- Tâches à réaliser -
A) Reproduisez mot pour mot le passage du texte sur les coordinateurs médicaux qui va de «A MSF, le Dr» à «accélérés à Dublin.».
B) Résumez en deux phrases le texte sur les coordinateurs médicaux.
C) Écrivez la suite du texte sur les coordinateurs médicaux, s'il vous plaît, en reprenant après sa dernière phrase.

- Texte donné -
────────────────────

A MSF, le Dr Danielle Heinrich, responsable du pool médecins, n'hésite pas à accorder des bourses à des volontaires qui partent pour Londres faire un master de santé publique et épidémiologie, ou à les envoyer en stages linguistiques accélérés à Dublin.
Mais, le plus souvent, pour former leurs troupes, les DRH devront se contenter de la débrouille empirique. Loïc Barriquand préfère employer le terme de parcours plutôt que celui de carrière. «Pour relever le défi de la pénurie des coordinateurs médicaux, nous avons besoin de volontaires qui s'engagent sur plusieurs années, explique-t-il. Une première année dans un pays est nécessaire pour les familiariser aux données locales et leur permettre d'accéder à un projet d'encadrement sur le terrain. Selon les pays, il leur faut aussi assimiler des programmes spécifiques: tuberculose, sida, épidémies de rougeole. Il y a aussi des protocoles particuliers qui nécessitent d'être négociés avec les nationaux, par exemple, la chloroquine et les antipaludéens, les stratégies contre la malnutrition. Pour finalement accéder à la responsabilité de coordinateur médical dans un pays, plusieurs années seront souvent nécessaires. Ces médecins sont de véritables chefs d'orchestre. Et c'est toute la difficulté devant laquelle nous sommes: les intégrer suffisamment longtemps pour qu'ils acquièrent ce degré de performance et de polyvalence.»
Aucune campagne de recrutement ne les fera éclore. Les coordo-med restent un tout petit nombre. «Entre associations, nous les connaissons tous, confie Stéphanie Del Gaudio. Ils peuvent être de différentes générations, autour de la quarantaine ou jeunes retraités. Nous galérons pour les trouver. »
Entre associations françaises, on rivalise avec des plus, comme l'accompagnement de la famille en mission, ou les formations, en externe ou en interne. Un code de bonne conduite exclut en principe la concurrence sauvage. «Tout autrement se comportent les grandes ONG anglo-saxonnes, dénonce Fabienne Alarcon. Elles brandissent l'argument financier, en proposant des salaires qui peuvent atteindre jusqu'à six fois ce que nous pouvons offrir.»

────────────────────

- Les données -

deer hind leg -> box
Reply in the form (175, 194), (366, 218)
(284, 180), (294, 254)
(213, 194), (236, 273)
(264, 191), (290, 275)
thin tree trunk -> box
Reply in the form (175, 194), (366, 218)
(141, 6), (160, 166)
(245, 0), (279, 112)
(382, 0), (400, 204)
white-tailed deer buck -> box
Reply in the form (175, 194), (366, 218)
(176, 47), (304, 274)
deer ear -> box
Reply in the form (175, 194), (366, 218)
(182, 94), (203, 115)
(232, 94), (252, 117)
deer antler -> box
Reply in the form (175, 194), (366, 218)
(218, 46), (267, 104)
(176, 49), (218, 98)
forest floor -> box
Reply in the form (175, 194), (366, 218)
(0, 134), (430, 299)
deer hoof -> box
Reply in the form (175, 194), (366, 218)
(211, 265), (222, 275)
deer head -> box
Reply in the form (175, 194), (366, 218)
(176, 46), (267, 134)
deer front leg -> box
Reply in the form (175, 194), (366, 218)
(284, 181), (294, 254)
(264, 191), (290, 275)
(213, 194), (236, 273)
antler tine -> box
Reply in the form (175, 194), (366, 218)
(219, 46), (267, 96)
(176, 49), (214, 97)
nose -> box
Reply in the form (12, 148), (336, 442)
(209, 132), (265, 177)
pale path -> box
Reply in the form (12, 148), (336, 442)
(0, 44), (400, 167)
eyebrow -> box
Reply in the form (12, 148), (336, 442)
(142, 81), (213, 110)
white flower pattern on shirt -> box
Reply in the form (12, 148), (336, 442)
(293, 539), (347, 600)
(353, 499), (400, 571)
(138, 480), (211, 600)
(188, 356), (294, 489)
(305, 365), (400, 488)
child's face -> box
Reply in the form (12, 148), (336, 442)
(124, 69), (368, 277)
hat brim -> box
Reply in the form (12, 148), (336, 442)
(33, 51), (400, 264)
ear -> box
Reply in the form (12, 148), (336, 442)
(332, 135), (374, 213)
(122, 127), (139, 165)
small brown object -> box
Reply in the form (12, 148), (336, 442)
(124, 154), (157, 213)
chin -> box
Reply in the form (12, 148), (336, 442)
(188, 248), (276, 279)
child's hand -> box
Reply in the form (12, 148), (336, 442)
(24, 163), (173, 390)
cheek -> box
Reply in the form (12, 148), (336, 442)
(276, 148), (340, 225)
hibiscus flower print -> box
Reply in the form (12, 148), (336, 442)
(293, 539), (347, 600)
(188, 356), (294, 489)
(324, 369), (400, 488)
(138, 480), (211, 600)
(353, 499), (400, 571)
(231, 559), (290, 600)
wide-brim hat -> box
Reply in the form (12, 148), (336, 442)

────────────────────

- Réponses de l'exercice -
A)
A MSF, le Dr Danielle Heinrich, responsable du pool médecins, n'hésite pas à accorder des bourses à des volontaires qui partent pour Londres faire un master de santé publique et épidémiologie, ou à les envoyer en stages linguistiques accélérés à Dublin.

B) Faute de mieux, les DRH forment le plus souvent leurs volontaires de façon empirique, et plusieurs années de terrain sont souvent nécessaires pour devenir coordinateur médical, un profil rare que les associations peinent à trouver. Les associations françaises rivalisent avec des avantages comme l'accompagnement de la famille ou les formations, tandis que, selon Fabienne Alarcon, les grandes ONG anglo-saxonnes proposent des salaires pouvant atteindre six fois ce qu'elles offrent.

C)
Mais, en plus des galons du professionnalisme, ce que les ONG continuent d'apporter aux médecins, salariés ou volontaires, c'est un espace rare, capable de réconcilier sens de la médecine, sens de la vie, sens de sa vie. Comme dit Stéphanie Del Gaudio, «avec un extraordinaire, un shoot d'événements ».
Engagement et information
Pour sa 16e édition, la Cité de la réussite réunit, à partir de demain et jusqu'à dimanche, 150 personnalités qui dialogueront avec 20 000 participants sur le thème : « Engagement et vulnérabilité : une question d'humanité ». Des politiques (Bernard Kouchner, Robert Badinter, Martin Hirsch, Valérie Pécresse), des médecins et scientifiques (Xavier Emmanuelli, Willy Rozenbaum, Rony Braumann), ainsi que des philosophes et des artistes (Pierre Rosanvallon, Robert Guédiguian, Claude Lanzmann, Marc Lambron), sont à l'affiche de ce rendez-vous qui se déroulera à la fois au Sénat et à la Sorbonne.
A noter d'autre part que le Tour de France humanitaire, caravane d'information, poursuit son périple à travers l'Hexagone, en partenariat avec 124 ONG d'envergure nationale. Occasion de rappeler que le secteur humanitaire totalise 40 500 salariés équivalent temps plein, avec plus de 5 000 départs annuels en mission, tous statuts confondus.